Exercise instructions:
Format the material below as a Markdown table with two columns, Row and Line. Number each line and leave out blank lines.

Dataset rows:

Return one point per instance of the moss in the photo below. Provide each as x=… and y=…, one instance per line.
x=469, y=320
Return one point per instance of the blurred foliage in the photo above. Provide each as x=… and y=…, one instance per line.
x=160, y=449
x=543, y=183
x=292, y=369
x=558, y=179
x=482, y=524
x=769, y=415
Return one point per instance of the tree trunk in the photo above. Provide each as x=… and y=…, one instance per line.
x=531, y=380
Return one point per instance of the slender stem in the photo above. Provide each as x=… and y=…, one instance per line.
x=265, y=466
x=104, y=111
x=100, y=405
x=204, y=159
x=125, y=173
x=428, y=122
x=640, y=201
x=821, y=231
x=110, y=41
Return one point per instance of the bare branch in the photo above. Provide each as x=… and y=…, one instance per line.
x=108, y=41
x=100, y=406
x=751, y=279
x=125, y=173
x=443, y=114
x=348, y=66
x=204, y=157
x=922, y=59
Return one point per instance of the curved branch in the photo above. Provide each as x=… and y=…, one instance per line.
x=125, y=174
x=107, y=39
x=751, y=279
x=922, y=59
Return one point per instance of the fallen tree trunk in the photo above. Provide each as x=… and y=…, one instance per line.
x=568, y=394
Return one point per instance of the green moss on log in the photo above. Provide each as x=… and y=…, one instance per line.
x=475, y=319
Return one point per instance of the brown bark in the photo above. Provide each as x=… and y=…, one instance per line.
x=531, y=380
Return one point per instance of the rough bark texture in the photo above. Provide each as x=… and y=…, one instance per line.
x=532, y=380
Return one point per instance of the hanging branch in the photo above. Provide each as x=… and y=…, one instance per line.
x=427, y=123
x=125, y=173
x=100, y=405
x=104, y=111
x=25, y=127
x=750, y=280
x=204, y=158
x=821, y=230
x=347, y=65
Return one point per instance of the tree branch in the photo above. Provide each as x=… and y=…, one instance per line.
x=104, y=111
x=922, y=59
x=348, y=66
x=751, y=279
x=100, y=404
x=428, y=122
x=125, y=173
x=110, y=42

Answer for this exercise:
| Row | Line |
|---|---|
| 1 | Return one point per instance of the moss in the photo below. Provide each as x=… and y=…, one instance per line. |
| 2 | x=469, y=320 |
| 3 | Return one point per instance of the blurred foliage in the photo above. Provide each as x=… and y=…, one instance per line. |
| 4 | x=160, y=449 |
| 5 | x=543, y=183 |
| 6 | x=292, y=369 |
| 7 | x=558, y=179 |
| 8 | x=482, y=524 |
| 9 | x=769, y=415 |
| 10 | Return one point per instance of the tree trunk in the photo above. Provide each as x=… and y=…, one instance per line. |
| 11 | x=531, y=380 |
| 12 | Return one point per instance of the slender stem in the photo above. Provide each as x=… and y=…, one instance per line. |
| 13 | x=265, y=466 |
| 14 | x=104, y=111 |
| 15 | x=100, y=405 |
| 16 | x=204, y=159 |
| 17 | x=125, y=173 |
| 18 | x=428, y=122 |
| 19 | x=640, y=201 |
| 20 | x=821, y=231 |
| 21 | x=110, y=41 |
| 22 | Return one point per instance of the bare branch in the photo above. Provide each as x=… and y=…, one instance per line. |
| 23 | x=108, y=41 |
| 24 | x=100, y=406 |
| 25 | x=751, y=279 |
| 26 | x=125, y=173 |
| 27 | x=443, y=114 |
| 28 | x=348, y=66 |
| 29 | x=204, y=157 |
| 30 | x=922, y=59 |
| 31 | Return one point per instance of the curved branch in the photo above. Provide each as x=… and y=…, one instance per line. |
| 32 | x=125, y=174 |
| 33 | x=107, y=39 |
| 34 | x=751, y=279 |
| 35 | x=922, y=59 |
| 36 | Return one point per instance of the fallen tree trunk in the photo above. Provide each as x=… and y=…, one instance per line. |
| 37 | x=568, y=394 |
| 38 | Return one point per instance of the green moss on log in the photo above. Provide each as x=… and y=…, one instance per line. |
| 39 | x=475, y=319 |
| 40 | Return one point per instance of the brown bark in the photo above. Provide each as x=… and y=…, one instance per line. |
| 41 | x=531, y=380 |
| 42 | Return one point per instance of the rough bark texture in the photo above. Provide each as x=… and y=…, one instance per line. |
| 43 | x=532, y=380 |
| 44 | Return one point per instance of the hanging branch in the photo above. Provide each as x=… and y=…, one instance per line. |
| 45 | x=427, y=123 |
| 46 | x=125, y=173 |
| 47 | x=100, y=405 |
| 48 | x=104, y=111 |
| 49 | x=25, y=127 |
| 50 | x=750, y=280 |
| 51 | x=204, y=158 |
| 52 | x=821, y=230 |
| 53 | x=347, y=65 |
| 54 | Return one point per instance of the tree branch in the photo above. Provide each as x=… and y=…, one instance per line. |
| 55 | x=104, y=111 |
| 56 | x=922, y=59 |
| 57 | x=348, y=66 |
| 58 | x=751, y=279 |
| 59 | x=100, y=404 |
| 60 | x=428, y=122 |
| 61 | x=125, y=173 |
| 62 | x=110, y=42 |